## PROBLEM DESCRIPTION
Retype the listing below exactly, beginning at the line that contains "Point out the mowed" and ending with its last line.

● ● ● ●

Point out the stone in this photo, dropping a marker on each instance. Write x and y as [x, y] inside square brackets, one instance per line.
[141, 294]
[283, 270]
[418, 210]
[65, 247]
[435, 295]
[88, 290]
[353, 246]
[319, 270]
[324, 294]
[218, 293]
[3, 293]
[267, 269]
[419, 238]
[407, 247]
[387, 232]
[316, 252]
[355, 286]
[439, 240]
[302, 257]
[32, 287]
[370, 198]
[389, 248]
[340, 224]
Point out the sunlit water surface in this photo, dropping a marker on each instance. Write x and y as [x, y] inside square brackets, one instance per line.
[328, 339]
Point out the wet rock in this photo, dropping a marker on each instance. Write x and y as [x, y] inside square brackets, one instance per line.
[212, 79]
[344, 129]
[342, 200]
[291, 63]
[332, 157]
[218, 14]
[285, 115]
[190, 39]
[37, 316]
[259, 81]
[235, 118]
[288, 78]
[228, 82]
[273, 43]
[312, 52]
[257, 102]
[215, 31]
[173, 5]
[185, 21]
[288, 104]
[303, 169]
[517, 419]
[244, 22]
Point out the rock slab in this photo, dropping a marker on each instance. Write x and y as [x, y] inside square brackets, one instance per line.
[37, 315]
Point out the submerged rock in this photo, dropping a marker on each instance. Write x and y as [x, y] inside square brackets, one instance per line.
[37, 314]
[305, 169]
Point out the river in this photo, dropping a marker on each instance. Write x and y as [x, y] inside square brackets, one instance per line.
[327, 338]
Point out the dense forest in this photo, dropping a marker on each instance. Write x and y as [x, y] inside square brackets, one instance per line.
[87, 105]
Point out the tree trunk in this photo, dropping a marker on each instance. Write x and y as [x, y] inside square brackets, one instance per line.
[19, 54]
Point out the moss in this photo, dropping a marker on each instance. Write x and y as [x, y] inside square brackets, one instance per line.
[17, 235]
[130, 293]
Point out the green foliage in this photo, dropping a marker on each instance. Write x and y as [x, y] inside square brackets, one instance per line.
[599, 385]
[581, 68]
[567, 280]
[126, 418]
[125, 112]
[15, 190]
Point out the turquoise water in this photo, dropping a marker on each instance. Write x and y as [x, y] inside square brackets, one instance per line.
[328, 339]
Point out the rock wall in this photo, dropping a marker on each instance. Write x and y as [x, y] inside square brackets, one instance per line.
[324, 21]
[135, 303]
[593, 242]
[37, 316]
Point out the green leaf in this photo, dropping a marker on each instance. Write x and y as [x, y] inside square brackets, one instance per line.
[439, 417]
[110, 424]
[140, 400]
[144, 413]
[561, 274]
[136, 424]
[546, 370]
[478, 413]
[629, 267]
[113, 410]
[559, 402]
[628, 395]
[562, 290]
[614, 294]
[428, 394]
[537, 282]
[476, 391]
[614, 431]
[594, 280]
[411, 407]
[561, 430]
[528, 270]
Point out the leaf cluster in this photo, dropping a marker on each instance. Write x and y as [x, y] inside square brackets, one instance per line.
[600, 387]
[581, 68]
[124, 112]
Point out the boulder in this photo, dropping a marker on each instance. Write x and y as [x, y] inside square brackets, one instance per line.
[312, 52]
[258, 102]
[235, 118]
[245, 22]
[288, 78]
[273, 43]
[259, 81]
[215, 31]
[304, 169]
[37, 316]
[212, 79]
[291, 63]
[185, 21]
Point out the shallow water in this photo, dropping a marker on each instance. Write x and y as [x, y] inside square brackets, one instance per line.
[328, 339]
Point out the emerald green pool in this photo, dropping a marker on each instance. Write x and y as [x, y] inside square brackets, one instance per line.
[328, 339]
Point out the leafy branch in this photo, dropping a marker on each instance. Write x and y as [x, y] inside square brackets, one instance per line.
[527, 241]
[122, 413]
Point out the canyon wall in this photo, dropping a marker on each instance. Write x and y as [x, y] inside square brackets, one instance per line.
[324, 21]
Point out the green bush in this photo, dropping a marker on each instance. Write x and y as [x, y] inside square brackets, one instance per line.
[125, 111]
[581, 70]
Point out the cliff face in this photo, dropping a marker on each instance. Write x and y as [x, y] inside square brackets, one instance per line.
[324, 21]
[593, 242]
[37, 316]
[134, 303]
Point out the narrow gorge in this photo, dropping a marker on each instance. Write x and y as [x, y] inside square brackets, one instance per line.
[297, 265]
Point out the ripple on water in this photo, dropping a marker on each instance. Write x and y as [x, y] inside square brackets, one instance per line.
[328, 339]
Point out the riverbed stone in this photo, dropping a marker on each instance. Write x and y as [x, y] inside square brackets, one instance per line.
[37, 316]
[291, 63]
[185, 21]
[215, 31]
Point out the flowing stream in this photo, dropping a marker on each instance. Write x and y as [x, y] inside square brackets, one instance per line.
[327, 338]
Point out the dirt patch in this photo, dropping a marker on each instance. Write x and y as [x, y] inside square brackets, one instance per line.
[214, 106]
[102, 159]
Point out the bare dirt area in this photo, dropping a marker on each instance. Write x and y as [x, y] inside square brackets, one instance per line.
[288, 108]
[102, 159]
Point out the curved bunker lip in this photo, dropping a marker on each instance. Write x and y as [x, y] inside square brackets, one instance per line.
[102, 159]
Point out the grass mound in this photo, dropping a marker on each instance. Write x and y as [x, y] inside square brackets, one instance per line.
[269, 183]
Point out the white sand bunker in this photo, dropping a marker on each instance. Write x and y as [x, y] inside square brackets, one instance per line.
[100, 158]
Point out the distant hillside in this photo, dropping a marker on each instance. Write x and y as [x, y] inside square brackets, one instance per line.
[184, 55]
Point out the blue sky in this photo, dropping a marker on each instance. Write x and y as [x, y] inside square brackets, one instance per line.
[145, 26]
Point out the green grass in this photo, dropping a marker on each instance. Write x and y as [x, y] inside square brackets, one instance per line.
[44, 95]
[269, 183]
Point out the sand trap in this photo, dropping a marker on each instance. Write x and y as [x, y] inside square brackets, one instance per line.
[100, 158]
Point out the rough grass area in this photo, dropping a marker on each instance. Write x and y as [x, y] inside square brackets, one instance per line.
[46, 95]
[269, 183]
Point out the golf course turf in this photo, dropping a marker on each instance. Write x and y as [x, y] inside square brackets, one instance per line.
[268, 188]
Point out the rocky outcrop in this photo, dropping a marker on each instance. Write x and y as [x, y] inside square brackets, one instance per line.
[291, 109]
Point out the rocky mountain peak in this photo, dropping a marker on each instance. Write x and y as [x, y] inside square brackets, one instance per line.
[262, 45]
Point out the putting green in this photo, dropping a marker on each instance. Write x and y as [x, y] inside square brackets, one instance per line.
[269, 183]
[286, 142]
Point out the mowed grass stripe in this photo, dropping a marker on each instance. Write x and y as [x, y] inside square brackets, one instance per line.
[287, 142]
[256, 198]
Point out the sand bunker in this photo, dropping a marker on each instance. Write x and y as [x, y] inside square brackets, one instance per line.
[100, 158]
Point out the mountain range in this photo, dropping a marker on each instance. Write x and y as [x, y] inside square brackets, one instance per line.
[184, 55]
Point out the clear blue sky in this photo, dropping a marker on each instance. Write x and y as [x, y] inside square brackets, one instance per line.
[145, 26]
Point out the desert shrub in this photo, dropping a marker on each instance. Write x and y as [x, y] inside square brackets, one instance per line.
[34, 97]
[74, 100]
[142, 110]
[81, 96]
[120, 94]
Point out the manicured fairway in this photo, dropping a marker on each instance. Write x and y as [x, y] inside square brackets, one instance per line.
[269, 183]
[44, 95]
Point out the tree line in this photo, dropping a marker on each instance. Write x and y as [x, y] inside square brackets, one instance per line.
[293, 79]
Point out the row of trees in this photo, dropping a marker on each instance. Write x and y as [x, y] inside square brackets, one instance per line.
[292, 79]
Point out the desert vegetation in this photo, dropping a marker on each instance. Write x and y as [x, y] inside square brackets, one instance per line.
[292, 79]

● ● ● ●

## ANSWER TO THIS EXERCISE
Point out the mowed grass stripe in this photo, dropping a marker on each instance. Write x and y as [x, y] inside square brackets, one instance per line.
[287, 142]
[256, 198]
Point out the sand bunker in this photo, dropping a marker on each instance. Write x and y as [x, y] inside square brackets, one instance per line.
[100, 158]
Point out the mountain range in this photo, dropping a marker on each instance. Write x and y as [x, y] inside square brackets, one instance per line.
[184, 55]
Point out the clear blue sky in this photo, dropping a marker on each instance. Write x and y as [x, y] inside square brackets, one instance per line.
[145, 26]
Point out the desert shrub in this photo, dropping a marker on each instance. Write x and y as [x, y] inside square brackets, one instance per line.
[34, 97]
[74, 100]
[142, 110]
[81, 96]
[120, 94]
Point out the manicured fairway in this photo, dropping a marker on each instance. Write x and y as [x, y] inside square brackets, one instance per line.
[269, 183]
[44, 95]
Point out the tree line in this photo, dropping a marker on each instance. Write x and y as [x, y] inside square brackets, one instance per line.
[293, 79]
Point out the row of trees in this photo, dropping a marker on each instance. Write x and y as [x, y] inside square brackets, one instance per line.
[292, 79]
Point out the desert vegetation in this photo, dropping a marker on each instance. Write x and y as [x, y] inside square brackets, one instance per line.
[292, 79]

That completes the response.